Exercise requirements: According to the article on the Janelia Farm Research Campus, what percentage of their professional time do group leaders agree to spend on research at the campus?

Text under study:
____

In June, HHMI announced the selection of seven group leaders for its Janelia Farm Research Campus. Slated to open next year in Ashburn, Virginia, Janelia Farm is HHMI's first freestanding research community. The $500 million campus will bring together small research groups in a highly collaborative environment to tackle fundamental biomedical problems that linger unsolved in traditional research settings.
“HHMI always has sought to support the most original, creative science,” says Janelia Farm Director Gerald M. Rubin, also a vice president at HHMI. “Janelia Farm extends this effort, opening a new frontier for the Institute.” Rubin calls the campus a “once-in-a-generation opportunity” for science to build something new.
"Yes, there's some risk the experiment will fail, and we'll have to readjust. But if we're successful, we'll create a different way of doing biomedical research."
Janelia Farm's first set of group leaders have diverse backgrounds, from mathematics and physics to computational biology and genetics. Their wide-ranging interests include mathematical theories of brain design, gene and genome function and structure, the neural circuits behind specific behavior, and image analysis.
Together, these group leaders will launch an ambitious agenda. Janelia Farm will pursue two basic, and intertwined, goals: identifying the general principles that allow neural circuits to process information and developing imaging technologies and computational methods for image analysis. Put simply, Janelia Farm scientists will develop new ways to peer inside a working brain, revealing brain anatomy and function in unprecedented detail.
To do that, each group leader will head a small team of up to six scientists. These interdisciplinary teams will work side by side, breaking down big scientific questions into smaller steps. When new toolsfrom specialized microscopes to specific computer programsare needed, they (and support staff) will simply build them.

Group leader Nikolaus Grigorieff, currently an HHMI investigator at Brandeis University, calls Janelia Farm “a great adventure.” Grigorieff develops cellular image-processing techniques based on electron microscopy. “To win grant funding in academics, you generally have to propose research that's practically guaranteed to be successful, and that can be boring,” says Grigorieff. “But at Janelia, we're going to be given resources and time, with the trust that we'll have good ideas. That's very different.” While at Janelia Farm, Grigorieff plans to collaborate with neurobiologists, perfecting imaging techniques to spotlight activity at brain synapses.
Group leaders are roughly equivalent to academic professors in that they're intellectually independent and direct a research team of postdoctoral fellows, graduate students, and technicians. But that's where the similarities end. Unlike their academic peers, Janelia Farm group leaders will not teach, write grant proposals, or do administrative tasks. Instead, they will devote their full attention to research, with minimal distractions.
In return, Janelia Farm group leaders agree to spend 75 percent of their professional time focused on research at the campus. In their remaining time, leaders can attend conferences, review for journals, give outside seminars, and pursue other scientific activities. Group leaders also may use part of this time to consult for industry, in accordance with HHMI policies.

____

Extracted entries:
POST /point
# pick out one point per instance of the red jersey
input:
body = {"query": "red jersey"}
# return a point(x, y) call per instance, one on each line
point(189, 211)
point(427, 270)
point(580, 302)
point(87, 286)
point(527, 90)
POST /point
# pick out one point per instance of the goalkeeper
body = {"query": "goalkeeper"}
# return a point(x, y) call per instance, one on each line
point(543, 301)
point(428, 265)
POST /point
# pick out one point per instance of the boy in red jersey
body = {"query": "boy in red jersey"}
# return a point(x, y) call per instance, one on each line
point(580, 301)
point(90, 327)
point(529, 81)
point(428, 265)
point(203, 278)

____

Result: 75 percent